- Exercise prompt
Take the data below and copy exactly the lines starting at the one with "the green leaf" and finishing at the one with "the white baseboard", both included.

- Extracted information
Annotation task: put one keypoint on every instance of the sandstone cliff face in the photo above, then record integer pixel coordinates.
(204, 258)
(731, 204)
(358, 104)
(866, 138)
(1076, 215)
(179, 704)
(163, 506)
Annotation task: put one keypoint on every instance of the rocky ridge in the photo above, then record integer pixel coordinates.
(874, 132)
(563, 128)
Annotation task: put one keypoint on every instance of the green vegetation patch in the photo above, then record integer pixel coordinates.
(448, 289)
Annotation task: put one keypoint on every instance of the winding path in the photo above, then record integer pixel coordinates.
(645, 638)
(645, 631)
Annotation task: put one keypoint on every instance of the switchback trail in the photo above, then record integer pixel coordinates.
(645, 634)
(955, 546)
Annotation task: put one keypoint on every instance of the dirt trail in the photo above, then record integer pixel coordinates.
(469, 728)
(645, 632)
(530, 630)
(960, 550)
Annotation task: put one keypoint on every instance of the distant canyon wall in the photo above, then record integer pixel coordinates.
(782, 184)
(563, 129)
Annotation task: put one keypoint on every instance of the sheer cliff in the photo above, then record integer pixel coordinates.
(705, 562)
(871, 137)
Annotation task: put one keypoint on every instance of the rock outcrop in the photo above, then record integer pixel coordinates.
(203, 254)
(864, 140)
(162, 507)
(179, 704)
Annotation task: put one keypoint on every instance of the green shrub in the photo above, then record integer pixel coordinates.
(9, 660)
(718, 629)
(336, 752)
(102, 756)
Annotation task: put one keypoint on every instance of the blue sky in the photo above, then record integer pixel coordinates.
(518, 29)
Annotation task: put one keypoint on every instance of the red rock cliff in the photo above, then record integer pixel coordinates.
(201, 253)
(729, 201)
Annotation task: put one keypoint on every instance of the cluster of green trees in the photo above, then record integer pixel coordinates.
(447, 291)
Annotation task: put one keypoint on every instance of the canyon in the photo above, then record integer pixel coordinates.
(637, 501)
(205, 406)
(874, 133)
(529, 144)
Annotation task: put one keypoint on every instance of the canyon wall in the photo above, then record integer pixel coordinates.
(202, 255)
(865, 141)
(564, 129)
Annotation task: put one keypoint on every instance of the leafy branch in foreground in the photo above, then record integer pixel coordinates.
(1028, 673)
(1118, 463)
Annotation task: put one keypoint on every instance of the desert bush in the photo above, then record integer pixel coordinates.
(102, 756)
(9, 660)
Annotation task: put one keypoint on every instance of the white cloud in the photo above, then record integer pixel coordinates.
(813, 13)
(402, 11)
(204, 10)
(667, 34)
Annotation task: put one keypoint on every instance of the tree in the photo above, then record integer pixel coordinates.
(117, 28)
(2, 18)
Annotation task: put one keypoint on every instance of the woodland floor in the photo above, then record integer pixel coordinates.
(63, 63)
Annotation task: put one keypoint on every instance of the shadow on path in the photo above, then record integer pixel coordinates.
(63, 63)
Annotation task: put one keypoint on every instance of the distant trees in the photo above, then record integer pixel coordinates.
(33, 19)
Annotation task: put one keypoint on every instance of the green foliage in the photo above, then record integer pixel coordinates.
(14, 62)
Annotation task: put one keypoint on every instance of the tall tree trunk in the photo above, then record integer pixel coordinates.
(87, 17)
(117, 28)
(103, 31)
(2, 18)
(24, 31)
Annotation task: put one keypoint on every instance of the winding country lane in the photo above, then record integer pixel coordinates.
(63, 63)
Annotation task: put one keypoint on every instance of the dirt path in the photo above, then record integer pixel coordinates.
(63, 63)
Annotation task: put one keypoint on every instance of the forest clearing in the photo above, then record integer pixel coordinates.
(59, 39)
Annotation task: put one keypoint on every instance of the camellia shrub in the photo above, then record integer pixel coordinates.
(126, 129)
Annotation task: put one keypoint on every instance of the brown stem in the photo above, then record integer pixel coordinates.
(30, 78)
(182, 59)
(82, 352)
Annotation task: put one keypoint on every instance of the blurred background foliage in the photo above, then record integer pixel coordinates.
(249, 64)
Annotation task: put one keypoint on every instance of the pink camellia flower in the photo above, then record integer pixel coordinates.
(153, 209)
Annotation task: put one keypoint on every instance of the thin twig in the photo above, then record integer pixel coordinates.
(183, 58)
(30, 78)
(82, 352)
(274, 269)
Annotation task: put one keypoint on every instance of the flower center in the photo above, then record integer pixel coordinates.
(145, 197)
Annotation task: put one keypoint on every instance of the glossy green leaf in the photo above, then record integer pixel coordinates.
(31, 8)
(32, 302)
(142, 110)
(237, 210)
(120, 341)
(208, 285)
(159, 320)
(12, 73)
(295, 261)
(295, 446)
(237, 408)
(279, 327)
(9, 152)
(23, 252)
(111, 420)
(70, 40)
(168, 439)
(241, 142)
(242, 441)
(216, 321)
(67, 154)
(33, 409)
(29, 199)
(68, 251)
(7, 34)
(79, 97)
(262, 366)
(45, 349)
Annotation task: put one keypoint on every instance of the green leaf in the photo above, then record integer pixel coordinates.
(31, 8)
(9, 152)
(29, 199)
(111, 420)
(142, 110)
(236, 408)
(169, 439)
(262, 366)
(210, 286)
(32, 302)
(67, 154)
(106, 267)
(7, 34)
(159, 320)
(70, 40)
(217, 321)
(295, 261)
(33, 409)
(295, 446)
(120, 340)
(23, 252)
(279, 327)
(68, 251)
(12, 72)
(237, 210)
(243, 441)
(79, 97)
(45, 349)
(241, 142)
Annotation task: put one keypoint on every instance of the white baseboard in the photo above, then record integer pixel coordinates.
==
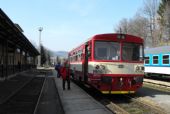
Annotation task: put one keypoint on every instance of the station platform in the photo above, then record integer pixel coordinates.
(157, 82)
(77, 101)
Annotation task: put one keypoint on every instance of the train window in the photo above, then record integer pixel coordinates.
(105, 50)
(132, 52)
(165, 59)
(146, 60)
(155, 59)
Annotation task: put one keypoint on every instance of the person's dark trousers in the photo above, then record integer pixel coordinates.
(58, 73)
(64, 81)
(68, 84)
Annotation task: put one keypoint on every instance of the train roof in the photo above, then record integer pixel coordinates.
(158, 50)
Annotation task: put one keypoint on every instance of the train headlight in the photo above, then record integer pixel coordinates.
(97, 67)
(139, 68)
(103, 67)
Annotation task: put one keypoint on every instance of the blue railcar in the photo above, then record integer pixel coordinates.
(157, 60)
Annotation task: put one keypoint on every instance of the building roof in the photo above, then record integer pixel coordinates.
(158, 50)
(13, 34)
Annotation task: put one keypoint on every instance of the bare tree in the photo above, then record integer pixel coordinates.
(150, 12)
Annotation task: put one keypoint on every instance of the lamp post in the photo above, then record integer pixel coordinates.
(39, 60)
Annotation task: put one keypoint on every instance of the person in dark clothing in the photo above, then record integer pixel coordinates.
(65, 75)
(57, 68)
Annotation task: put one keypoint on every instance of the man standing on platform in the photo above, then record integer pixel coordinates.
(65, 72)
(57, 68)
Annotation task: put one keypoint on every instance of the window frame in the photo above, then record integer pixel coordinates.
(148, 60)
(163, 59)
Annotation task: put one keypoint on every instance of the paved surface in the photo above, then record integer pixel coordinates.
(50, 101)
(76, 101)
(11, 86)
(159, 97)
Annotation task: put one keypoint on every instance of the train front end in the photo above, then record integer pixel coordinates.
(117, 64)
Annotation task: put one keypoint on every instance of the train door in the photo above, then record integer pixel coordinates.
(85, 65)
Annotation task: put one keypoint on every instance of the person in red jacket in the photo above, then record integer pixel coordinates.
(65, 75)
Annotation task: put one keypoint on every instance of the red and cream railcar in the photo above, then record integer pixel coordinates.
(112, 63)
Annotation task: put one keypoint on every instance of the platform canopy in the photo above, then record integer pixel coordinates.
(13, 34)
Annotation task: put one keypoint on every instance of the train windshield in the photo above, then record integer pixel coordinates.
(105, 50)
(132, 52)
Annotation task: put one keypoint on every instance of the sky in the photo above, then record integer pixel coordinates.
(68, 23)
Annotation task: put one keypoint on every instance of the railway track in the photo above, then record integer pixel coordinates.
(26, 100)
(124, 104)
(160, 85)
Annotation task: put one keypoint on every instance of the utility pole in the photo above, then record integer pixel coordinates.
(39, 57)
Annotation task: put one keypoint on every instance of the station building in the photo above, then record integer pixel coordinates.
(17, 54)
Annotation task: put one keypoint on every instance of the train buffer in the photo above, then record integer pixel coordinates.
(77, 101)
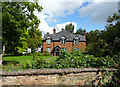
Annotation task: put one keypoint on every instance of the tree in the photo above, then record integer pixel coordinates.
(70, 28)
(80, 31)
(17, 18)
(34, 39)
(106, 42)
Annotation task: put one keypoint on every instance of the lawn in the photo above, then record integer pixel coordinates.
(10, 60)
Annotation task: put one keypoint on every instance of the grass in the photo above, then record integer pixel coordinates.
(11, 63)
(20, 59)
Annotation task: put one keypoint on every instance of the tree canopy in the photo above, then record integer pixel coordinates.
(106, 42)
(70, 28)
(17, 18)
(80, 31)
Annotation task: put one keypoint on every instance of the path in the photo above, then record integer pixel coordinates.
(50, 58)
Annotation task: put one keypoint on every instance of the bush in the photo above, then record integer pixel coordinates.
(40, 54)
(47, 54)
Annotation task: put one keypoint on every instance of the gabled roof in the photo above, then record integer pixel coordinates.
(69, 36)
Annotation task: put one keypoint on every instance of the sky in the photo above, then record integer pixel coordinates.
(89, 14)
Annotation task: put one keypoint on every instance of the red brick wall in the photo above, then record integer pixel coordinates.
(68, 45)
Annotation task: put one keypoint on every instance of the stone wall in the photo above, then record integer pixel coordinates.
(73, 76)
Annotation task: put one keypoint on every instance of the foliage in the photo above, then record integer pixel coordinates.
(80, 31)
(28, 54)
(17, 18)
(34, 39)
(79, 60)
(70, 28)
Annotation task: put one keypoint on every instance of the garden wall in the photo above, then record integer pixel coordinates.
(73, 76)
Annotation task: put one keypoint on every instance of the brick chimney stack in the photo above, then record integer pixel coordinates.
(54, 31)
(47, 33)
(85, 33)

- Problem solution
Annotation task: put one keypoint on every instance of the green leaf in the photo above, then record integer pixel coordinates.
(31, 8)
(9, 152)
(29, 199)
(111, 420)
(142, 110)
(236, 408)
(169, 439)
(262, 366)
(210, 286)
(32, 302)
(67, 154)
(106, 267)
(7, 34)
(159, 320)
(70, 40)
(217, 321)
(295, 261)
(33, 409)
(295, 446)
(120, 340)
(23, 252)
(279, 327)
(68, 251)
(12, 72)
(237, 210)
(243, 441)
(79, 97)
(45, 349)
(241, 142)
Annotation task: put one keypoint on every instance of the white baseboard in the photo above, then record integer pixel coordinates.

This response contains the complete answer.